◆ Task
Read through the listing below and return only the lines containing "white".

-- Opening Marker --

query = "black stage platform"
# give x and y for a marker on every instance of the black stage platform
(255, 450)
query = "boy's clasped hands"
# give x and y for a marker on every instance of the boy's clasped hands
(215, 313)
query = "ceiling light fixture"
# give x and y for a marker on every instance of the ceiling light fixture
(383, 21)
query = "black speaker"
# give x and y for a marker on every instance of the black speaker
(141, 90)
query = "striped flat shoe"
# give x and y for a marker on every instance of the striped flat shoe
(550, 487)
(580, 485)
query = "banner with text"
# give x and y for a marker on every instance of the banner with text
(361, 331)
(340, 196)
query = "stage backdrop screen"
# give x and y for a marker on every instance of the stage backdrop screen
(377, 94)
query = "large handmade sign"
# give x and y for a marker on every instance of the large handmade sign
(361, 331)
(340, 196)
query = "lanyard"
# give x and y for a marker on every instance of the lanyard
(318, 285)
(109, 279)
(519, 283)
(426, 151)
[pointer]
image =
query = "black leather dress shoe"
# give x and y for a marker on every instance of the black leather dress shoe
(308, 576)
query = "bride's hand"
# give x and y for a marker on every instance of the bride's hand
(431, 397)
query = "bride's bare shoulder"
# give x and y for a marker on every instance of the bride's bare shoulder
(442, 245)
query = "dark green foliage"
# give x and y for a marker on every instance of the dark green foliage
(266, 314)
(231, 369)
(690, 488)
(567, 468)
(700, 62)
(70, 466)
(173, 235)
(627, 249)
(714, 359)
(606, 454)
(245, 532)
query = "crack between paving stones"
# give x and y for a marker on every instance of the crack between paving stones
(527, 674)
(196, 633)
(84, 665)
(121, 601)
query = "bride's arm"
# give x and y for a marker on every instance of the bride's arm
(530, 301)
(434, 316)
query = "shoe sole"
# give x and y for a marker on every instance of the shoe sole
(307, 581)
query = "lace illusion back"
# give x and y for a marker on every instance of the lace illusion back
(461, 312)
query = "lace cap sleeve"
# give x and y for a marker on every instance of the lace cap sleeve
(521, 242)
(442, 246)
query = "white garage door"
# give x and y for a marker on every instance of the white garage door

-- Closing Marker --

◆ Response area
query = "white garage door"
# give x and y for a marker on every instance of the white garage door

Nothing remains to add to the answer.